### Entries shown ###

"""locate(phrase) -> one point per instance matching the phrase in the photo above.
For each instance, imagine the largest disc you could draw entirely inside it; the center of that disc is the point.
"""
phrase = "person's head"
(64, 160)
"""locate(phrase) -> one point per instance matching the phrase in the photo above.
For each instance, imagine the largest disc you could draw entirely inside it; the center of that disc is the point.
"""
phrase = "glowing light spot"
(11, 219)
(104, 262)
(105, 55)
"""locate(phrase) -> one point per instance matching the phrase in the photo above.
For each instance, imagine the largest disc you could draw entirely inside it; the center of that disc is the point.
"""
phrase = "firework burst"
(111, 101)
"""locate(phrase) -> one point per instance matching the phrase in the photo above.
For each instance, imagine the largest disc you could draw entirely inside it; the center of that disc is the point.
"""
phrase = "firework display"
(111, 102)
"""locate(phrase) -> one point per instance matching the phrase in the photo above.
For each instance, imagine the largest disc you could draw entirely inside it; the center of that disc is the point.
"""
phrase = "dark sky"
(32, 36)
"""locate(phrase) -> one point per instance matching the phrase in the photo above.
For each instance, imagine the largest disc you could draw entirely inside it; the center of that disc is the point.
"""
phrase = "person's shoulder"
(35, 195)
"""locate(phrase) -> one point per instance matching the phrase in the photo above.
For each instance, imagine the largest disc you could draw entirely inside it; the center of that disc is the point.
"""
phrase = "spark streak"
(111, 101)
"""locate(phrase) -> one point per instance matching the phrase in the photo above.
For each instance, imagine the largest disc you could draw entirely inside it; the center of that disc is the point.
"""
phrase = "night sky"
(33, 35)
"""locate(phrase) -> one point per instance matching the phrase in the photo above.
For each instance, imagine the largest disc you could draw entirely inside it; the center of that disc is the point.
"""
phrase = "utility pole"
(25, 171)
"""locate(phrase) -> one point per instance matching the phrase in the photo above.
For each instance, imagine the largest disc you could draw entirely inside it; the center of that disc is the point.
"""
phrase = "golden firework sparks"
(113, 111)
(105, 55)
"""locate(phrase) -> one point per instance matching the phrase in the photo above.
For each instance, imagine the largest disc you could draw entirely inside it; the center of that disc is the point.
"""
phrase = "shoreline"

###

__Direction__: Your task is to reproduce all of the records exactly.

__Final result__:
"""locate(phrase) -> one point per instance matching the phrase in the photo above.
For each instance, imagine the largest disc you could draw entirely inside it; the center of that disc is the point.
"""
phrase = "person's head"
(64, 160)
"""locate(phrase) -> one point per instance matching the phrase in the photo above.
For each instance, imagine the largest disc you could draw entirely inside it; the center of that disc is the point.
"""
phrase = "glowing light spot"
(11, 219)
(104, 262)
(105, 55)
"""locate(phrase) -> one point per instance matching the phrase in the photo above.
For each instance, imagine the largest disc you could draw entirely inside it; the center of that disc is the point.
"""
phrase = "firework burst"
(111, 101)
"""locate(phrase) -> one point per instance matching the phrase in the photo above.
For each instance, imagine the largest disc you could draw entirely inside it; the center of that disc is the point.
"""
phrase = "firework display"
(111, 102)
"""locate(phrase) -> one point per instance matching the phrase in the photo above.
For each instance, imagine the largest disc you could draw entirely inside it; the center of that disc is the point.
"""
phrase = "dark sky"
(32, 36)
"""locate(phrase) -> one point per instance matching the phrase in the photo above.
For each instance, imagine the largest disc you could draw entirely inside it; the center of that disc is the point.
"""
phrase = "person's shoulder"
(35, 195)
"""locate(phrase) -> one point per instance matching the phrase in the photo above.
For each instance, imagine the largest disc you could draw entirely inside it; the center of that disc is the point.
"""
phrase = "spark streak"
(111, 101)
"""locate(phrase) -> one point per instance matching the phrase in the photo above.
For each instance, imagine the largest disc you could draw entirely inside it; the center of that disc is the point.
"""
phrase = "night sky"
(33, 35)
"""locate(phrase) -> one point per instance matching the phrase in the photo above.
For each instance, imagine the largest disc you could draw entirely inside it; the center of that disc is the point.
"""
phrase = "utility pole"
(25, 171)
"""locate(phrase) -> one point per instance matching the phrase in the photo above.
For each instance, imagine the largest disc you could draw entirely inside it; the center of that disc is the point.
"""
phrase = "golden firework sparks"
(113, 111)
(105, 55)
"""locate(phrase) -> one point per instance matching the phrase in the photo above.
For each instance, imagine the largest disc you could draw entirely inside it; the center of that disc is the point.
"""
phrase = "shoreline"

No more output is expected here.